## Document passage
As quickly as possible, contact was made. In discreet written communiqués—no point calling, my mother had said, since all the phones were tapped—Babita listed goods she could give certain Soviet officials, their underlings at first, then someone with greater power. And so the boxes of bribes were packed up and sent. Beautiful fabrics, velvet, I think Aunt Karina mentioned, were particularly sought after, yards and yards of it. Silk, children’s toys, aspirin. Canny, Babita would find out what a local politico might be yearning for, what his wife might thank him for a thousand times over (and perhaps be convinced to forgive a few sins), the date of his childrens’ birthdays. The energy of my Lithuanian family gathered around the return of the lost one. Because I was a child at the time, the whole enterprise had the feel of a strange and magical turn of events that would give back to my mother and her sister and her brother what I had had all my life. I do not know how Senelis reacted to the discovery that she was alive. On his certificate of naturalization from 1962, he lists his status as married; his wife “apart from me.”
As Anne Applebaum notes in Gulag: A History, it had become clear to the reform-minded Soviet leader Nikita Khrushchev that the vast Gulag system was draining the country’s coffers rather than expanding (with slave labor) the agricultural and industrial enterprises modernity required. Had Khrushchev not come to power, Babita might have lived out her days from camp to camp to camp. (In fact, my mother—always slow to remember/divulge family particulars beyond her own personal set of losses—ultimately told me, Babita was offered a job at a camp when her release was pending.) As a prisoner, she had won an “award” when, under her direction, her barracks was recognized for being the cleanest. She turned the offer down.
When the bloated Soviet bureaucracy in Lithuania made the decision to let Babita go, she was given twenty-four hours to ready herself and was then flown out of the country in the middle of winter in her summer clothes. She was only allowed to take her travel and emigration documents, the money for the fees to be paid, and the outfit she had hastily thrown on before boarding the transport at the end of December in 1965, first from Soviet Lithuania, then from Moscow into her childrens’ arms.
I WAS EIGHT years old on the night in late December 1965 at Chicago O’Hare when a blizzard kept her plane circling above us for hours. Hotel rooms had been rented to spare Babita the drive back to Hammond after her long flight, a drive the weather would have made impossible anyway. The snow fell like goose feathers, blanketing the tarmac as soon as it was plowed clear. The night swirled with the storm. Senelis was there, eyes red-rimmed from a complex of emotions I can’t imagine, along with my regal Aunt Karina, her husband, and my father, who had volunteered to welcome Babita on my mother’s behalf because she felt compelled to leave the airport to care for my year-old brother, who, with a babysitter in tow, was sick with a high fever at the hotel.

## Task prompt
Condense the paragraph in the passage above about Babita's release that begins "When the bloated Soviet bureaucracy" into a short bulleted list of its main facts.

## Recorded data
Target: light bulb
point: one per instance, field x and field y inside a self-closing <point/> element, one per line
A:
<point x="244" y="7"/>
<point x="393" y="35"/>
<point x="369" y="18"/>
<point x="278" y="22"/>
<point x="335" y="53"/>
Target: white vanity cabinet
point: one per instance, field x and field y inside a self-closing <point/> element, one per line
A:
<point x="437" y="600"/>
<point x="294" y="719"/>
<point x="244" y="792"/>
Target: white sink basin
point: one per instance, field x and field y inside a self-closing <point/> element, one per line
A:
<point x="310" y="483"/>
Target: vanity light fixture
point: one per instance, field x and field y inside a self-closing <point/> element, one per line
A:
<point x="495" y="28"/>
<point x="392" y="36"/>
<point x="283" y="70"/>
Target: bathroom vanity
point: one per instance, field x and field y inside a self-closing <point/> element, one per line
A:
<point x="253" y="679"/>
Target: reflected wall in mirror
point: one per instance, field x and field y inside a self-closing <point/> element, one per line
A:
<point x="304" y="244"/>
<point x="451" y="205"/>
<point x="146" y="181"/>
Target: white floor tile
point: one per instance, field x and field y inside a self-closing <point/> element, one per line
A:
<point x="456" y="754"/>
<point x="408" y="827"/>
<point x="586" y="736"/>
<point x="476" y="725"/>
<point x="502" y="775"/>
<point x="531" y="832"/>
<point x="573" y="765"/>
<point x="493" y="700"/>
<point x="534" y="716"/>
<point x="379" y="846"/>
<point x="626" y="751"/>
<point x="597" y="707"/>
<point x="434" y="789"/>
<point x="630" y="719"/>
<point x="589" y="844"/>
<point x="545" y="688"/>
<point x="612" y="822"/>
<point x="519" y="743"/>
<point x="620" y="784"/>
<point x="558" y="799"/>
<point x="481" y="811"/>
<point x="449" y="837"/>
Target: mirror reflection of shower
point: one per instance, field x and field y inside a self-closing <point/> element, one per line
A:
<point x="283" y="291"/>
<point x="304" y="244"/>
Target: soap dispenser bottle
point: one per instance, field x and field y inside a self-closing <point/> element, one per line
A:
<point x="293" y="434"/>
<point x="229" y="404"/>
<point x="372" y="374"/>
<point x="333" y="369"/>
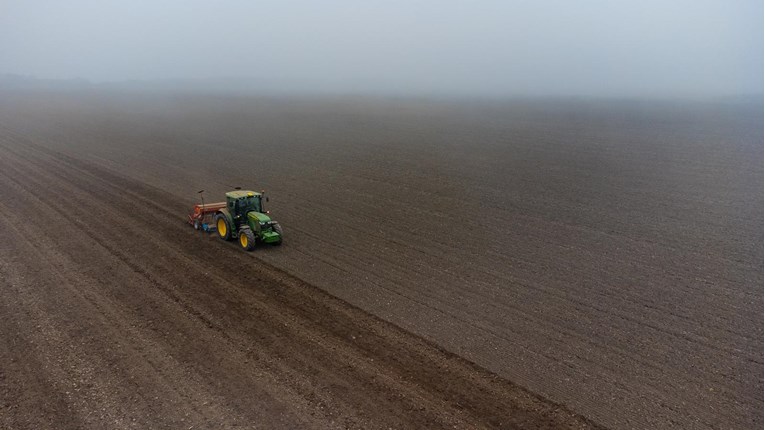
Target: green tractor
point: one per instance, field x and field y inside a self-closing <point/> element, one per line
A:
<point x="243" y="217"/>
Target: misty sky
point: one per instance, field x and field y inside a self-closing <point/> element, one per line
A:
<point x="555" y="47"/>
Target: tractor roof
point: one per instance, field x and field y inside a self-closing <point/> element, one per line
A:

## Final answer
- The Soviet bureaucracy in Lithuania decided to let Babita go and gave her twenty-four hours to get ready.
- She was flown out in the middle of winter wearing summer clothes.
- She could take only her travel and emigration documents, the money for the fees, and the outfit she had hastily put on.
- She left at the end of December 1965, first from Soviet Lithuania and then from Moscow, to join her children.